BEGIN INPUT
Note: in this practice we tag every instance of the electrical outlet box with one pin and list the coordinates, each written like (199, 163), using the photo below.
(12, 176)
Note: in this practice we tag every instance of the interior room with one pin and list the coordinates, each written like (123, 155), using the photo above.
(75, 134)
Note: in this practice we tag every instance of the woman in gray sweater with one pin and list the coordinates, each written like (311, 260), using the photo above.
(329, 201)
END INPUT
BEGIN INPUT
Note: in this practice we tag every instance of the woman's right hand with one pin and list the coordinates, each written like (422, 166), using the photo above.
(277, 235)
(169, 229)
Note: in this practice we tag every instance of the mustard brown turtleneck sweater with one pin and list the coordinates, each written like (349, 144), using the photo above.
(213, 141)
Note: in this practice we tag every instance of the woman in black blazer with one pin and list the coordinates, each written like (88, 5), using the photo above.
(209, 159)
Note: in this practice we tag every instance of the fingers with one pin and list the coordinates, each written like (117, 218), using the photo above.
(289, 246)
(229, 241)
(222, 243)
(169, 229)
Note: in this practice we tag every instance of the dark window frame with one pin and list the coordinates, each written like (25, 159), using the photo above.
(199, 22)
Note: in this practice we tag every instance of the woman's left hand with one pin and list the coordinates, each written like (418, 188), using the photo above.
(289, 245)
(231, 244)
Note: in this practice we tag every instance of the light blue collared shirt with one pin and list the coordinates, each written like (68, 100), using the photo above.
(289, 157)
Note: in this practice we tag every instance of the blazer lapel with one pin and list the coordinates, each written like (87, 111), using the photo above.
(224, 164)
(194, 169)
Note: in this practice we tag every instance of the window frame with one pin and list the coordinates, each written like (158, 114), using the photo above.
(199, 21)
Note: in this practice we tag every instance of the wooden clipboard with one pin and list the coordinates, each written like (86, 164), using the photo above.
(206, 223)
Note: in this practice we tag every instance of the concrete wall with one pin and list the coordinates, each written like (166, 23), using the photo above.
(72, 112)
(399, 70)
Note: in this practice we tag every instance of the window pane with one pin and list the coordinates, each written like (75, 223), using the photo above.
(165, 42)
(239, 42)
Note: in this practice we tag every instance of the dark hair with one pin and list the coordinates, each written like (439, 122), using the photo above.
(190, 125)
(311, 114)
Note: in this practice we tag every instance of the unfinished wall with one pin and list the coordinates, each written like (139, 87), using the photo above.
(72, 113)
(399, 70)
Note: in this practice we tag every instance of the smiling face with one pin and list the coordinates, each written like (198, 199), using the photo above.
END INPUT
[ASSIGNED TASK]
For this exercise, please output exactly the lines above starting at the line with "122), using the photo above." and ending at the line with "Note: in this practice we tag every instance of the smiling", ends included.

[REPLY TO THE TASK]
Note: in this practice we tag every instance of the dark hair with one pin and list the coordinates, each written like (439, 122), using the photo above.
(190, 125)
(311, 114)
Note: in this practice we tag every instance of the unfinished wall with one pin and list the coordinates, each written like (139, 87), using the photo above.
(72, 113)
(399, 70)
Note: in this practice we tag every instance of the smiling face with one pin and list the coordinates, each written like (198, 199), using the photo above.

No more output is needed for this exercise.